Objective:
Each line of the material below should be reproduced exactly.

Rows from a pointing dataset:
◆ ◆ ◆ ◆ ◆

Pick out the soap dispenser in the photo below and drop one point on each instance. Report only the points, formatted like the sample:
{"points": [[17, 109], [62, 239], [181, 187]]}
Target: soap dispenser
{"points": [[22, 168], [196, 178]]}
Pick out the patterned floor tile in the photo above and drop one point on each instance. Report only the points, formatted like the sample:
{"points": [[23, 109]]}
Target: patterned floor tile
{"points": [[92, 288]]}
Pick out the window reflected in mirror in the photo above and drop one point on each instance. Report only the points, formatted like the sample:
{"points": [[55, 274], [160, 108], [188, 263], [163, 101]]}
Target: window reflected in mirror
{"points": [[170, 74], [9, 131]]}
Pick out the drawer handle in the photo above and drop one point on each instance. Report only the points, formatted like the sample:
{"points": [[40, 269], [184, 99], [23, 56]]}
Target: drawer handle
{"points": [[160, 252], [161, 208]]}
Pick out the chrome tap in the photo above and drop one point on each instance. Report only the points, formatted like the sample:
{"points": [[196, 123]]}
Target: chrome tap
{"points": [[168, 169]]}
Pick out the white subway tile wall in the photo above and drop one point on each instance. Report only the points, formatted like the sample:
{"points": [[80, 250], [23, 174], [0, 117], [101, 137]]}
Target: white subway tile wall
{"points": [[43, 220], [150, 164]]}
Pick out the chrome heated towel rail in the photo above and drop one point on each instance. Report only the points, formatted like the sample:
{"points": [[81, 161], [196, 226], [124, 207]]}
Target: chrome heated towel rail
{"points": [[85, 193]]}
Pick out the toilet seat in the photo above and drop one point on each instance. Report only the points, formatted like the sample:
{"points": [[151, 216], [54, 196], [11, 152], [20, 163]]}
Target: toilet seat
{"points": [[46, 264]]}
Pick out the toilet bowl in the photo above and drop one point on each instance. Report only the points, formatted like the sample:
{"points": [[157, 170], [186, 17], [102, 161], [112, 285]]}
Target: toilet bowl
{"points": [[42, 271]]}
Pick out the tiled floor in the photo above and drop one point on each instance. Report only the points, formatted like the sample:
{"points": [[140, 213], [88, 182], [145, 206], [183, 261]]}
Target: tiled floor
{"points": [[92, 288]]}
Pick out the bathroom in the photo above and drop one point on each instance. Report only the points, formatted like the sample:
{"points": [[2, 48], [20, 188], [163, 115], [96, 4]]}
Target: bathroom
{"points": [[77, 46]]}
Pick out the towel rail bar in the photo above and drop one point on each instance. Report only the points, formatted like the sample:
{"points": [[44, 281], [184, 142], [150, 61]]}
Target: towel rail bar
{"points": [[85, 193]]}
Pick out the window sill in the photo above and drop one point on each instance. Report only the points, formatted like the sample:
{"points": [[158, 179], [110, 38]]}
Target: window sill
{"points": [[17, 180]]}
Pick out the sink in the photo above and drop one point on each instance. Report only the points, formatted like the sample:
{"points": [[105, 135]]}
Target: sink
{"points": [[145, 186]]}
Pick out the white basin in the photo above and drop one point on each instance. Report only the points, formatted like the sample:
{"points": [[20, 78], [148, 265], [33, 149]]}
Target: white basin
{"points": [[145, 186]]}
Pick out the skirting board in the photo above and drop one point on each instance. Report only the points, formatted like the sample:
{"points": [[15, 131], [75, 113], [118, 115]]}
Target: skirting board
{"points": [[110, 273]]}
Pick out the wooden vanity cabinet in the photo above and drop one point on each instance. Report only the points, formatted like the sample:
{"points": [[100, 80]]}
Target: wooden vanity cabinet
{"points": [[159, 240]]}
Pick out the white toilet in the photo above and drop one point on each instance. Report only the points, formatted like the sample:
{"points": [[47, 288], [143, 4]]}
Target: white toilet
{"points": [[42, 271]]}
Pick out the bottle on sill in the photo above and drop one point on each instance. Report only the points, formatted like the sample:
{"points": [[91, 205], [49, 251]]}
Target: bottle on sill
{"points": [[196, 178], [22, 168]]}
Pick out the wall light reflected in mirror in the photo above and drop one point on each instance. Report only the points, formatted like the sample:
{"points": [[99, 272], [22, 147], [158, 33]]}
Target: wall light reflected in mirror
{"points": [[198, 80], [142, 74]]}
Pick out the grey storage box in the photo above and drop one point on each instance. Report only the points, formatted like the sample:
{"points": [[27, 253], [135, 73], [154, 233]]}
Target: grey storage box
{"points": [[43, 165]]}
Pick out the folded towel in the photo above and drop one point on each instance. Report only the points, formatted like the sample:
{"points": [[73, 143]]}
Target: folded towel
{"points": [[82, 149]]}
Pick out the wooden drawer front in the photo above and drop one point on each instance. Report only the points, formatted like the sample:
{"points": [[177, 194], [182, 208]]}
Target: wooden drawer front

◆ ◆ ◆ ◆ ◆

Final answer:
Pick out the soap dispenser in the photo below and drop one point on each instance. Report only the points, formatted like the sample:
{"points": [[17, 109], [62, 239], [181, 187]]}
Target: soap dispenser
{"points": [[22, 168], [196, 178]]}
Pick out the patterned floor tile in the photo above and drop one point on each instance. Report only the points, formatted like the sample:
{"points": [[23, 109]]}
Target: patterned floor tile
{"points": [[92, 288]]}
Pick out the window reflected in mirror in the photo above and drop one point on each instance. Report only the points, formatted like the sample:
{"points": [[55, 274], [160, 108], [188, 263], [163, 101]]}
Target: window reflected in mirror
{"points": [[170, 74], [9, 131]]}
Pick out the drawer handle in the photo above and drop one point on each instance. Report only the points, formatted like the sample:
{"points": [[40, 269], [184, 99], [23, 56]]}
Target: drawer handle
{"points": [[160, 252], [161, 208]]}
Pick out the chrome tap in the photo above and drop one point on each instance. Report only the points, formatted like the sample:
{"points": [[196, 123]]}
Target: chrome tap
{"points": [[168, 169]]}
Pick out the white subway tile wall in the photo above and drop one point on each instance. Report only the points, formatted like the sample:
{"points": [[80, 250], [23, 174], [0, 117], [101, 137]]}
Target: white subway tile wall
{"points": [[43, 220], [150, 164]]}
Pick out the chrome heated towel rail in the photo above and drop one point on each instance. Report only the points, formatted like the sample:
{"points": [[81, 161], [196, 226], [124, 207]]}
Target: chrome heated towel rail
{"points": [[85, 193]]}
Pick out the toilet seat in the photo above and drop one point on each instance. Report only the points, formatted like the sample:
{"points": [[151, 216], [54, 196], [11, 152], [20, 163]]}
Target: toilet seat
{"points": [[46, 264]]}
Pick out the toilet bowl in the photo above and drop one point on each instance. Report only the points, formatted like the sample:
{"points": [[157, 170], [186, 17], [102, 161], [112, 285]]}
Target: toilet bowl
{"points": [[42, 271]]}
Pick out the tiled floor in the photo above and drop one point on each instance. Report only the points, formatted like the sample:
{"points": [[140, 213], [88, 182], [145, 206], [183, 261]]}
Target: tiled floor
{"points": [[92, 288]]}
Pick out the bathroom in the photo above and drop one point on each instance. Report only the points, formatted like the sample:
{"points": [[2, 48], [20, 188], [163, 115], [96, 4]]}
Target: bathroom
{"points": [[77, 46]]}
Pick out the towel rail bar in the photo above and drop one point on each instance. Report only the points, formatted like the sample:
{"points": [[44, 281], [184, 142], [150, 61]]}
Target: towel rail bar
{"points": [[85, 193]]}
Pick out the window sill in the photo above and drop one point on each instance. Report only the points, formatted like the sample:
{"points": [[158, 179], [110, 38]]}
Target: window sill
{"points": [[17, 180]]}
Pick out the sink in the photo above and drop one point on each instance. Report only the points, formatted like the sample:
{"points": [[105, 135]]}
Target: sink
{"points": [[145, 186]]}
Pick out the white basin in the photo above and drop one point on each instance. Report only the points, formatted like the sample:
{"points": [[20, 78], [148, 265], [33, 149]]}
Target: white basin
{"points": [[145, 186]]}
Pick out the skirting board in the photo above and drop one point on each instance. Report only the points, formatted like the sample:
{"points": [[15, 131], [75, 113], [118, 115]]}
Target: skirting board
{"points": [[110, 273]]}
Pick out the wooden vanity cabinet in the photo above and drop one point on each instance. Report only the points, formatted like the sample:
{"points": [[100, 80]]}
Target: wooden vanity cabinet
{"points": [[159, 240]]}
Pick out the white toilet in the photo above and drop one point on each instance. Report only the points, formatted like the sample:
{"points": [[47, 288], [143, 4]]}
Target: white toilet
{"points": [[42, 271]]}
Pick out the bottle on sill in the photo above and drop one point on each instance. Report only the points, formatted like the sample:
{"points": [[91, 205], [49, 251]]}
Target: bottle on sill
{"points": [[196, 178], [22, 168]]}
Pick out the wall light reflected in mirror in the photo above and drop one point on each instance. Report only the points, formatted like the sample:
{"points": [[99, 272], [22, 147], [158, 33]]}
Target: wall light reflected in mirror
{"points": [[198, 80], [142, 74]]}
Pick out the grey storage box in the photo above and drop one point on each instance. Report only the points, formatted like the sample:
{"points": [[27, 253], [135, 73], [154, 233]]}
Target: grey storage box
{"points": [[43, 165]]}
Pick out the folded towel in the photo above and drop one point on each instance. Report only the points, formatted like the sample:
{"points": [[73, 143]]}
Target: folded towel
{"points": [[82, 149]]}
Pick out the wooden drawer front in the photo above and drop one point on each instance. Report only the points, formatted like the sample:
{"points": [[177, 194], [182, 208]]}
Target: wooden drawer front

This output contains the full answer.